**GIVEN INSTRUCTION**
Rewrite every line of the data below, replacing "Help me out" with "Tell me" and keeping everything else the same. Leave the pictures out of your answer.

**RECORDS TO PROCESS**
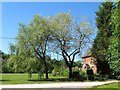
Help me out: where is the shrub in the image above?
[52,69,56,76]
[87,69,94,80]
[63,69,69,76]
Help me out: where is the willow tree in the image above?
[17,15,50,79]
[107,1,120,79]
[51,13,92,78]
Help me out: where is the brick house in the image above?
[82,51,97,73]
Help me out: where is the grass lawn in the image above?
[0,73,68,84]
[93,82,120,90]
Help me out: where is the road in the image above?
[0,80,118,88]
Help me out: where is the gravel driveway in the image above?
[0,80,118,88]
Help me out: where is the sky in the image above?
[0,2,101,60]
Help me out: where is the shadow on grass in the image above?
[28,78,85,82]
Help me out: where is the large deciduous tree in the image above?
[108,1,120,76]
[92,2,113,74]
[51,13,92,78]
[17,15,50,79]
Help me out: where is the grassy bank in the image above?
[0,73,67,84]
[93,82,120,90]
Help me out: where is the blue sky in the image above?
[0,2,100,60]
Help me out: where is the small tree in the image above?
[51,13,92,78]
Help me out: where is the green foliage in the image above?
[107,2,120,76]
[63,69,69,77]
[92,2,113,74]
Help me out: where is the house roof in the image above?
[82,50,92,58]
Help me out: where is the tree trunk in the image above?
[44,61,48,79]
[69,66,72,79]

**ANSWER TO THE PROBLEM**
Tell me: where is the shrub in the image above?
[52,69,56,76]
[87,69,94,80]
[63,69,69,76]
Tell me: where is the willow tree in the image above?
[17,15,50,79]
[107,1,120,79]
[51,13,92,78]
Tell me: where is the brick house in the image above?
[82,51,97,73]
Tell me: where is the grass lawn in the image above?
[0,73,68,84]
[93,82,120,90]
Tell me: where is the road in the image above?
[0,80,118,88]
Tell me: where is the gravel driveway in the image above?
[0,80,118,88]
Tell me: where is the sky in the image above?
[0,2,101,60]
Tell me: where is the shadow on grass in the image above?
[28,78,85,82]
Tell me: where is the large deciduous tree in the image above?
[108,1,120,76]
[92,2,113,74]
[51,13,92,78]
[17,15,50,79]
Tell me: where is the grassy bank in the image above?
[0,73,67,84]
[93,82,120,90]
Tell me: where is the blue sky in the image above?
[0,2,100,60]
Tell me: where is the small tree in the image above?
[51,13,92,78]
Tell me: where is the green foliage in the image above?
[107,2,120,76]
[63,69,69,77]
[92,2,113,74]
Tell me: where is the house roof in the image above?
[82,50,92,58]
Tell me: where is the tree trunk in the image above?
[44,61,48,79]
[69,66,72,79]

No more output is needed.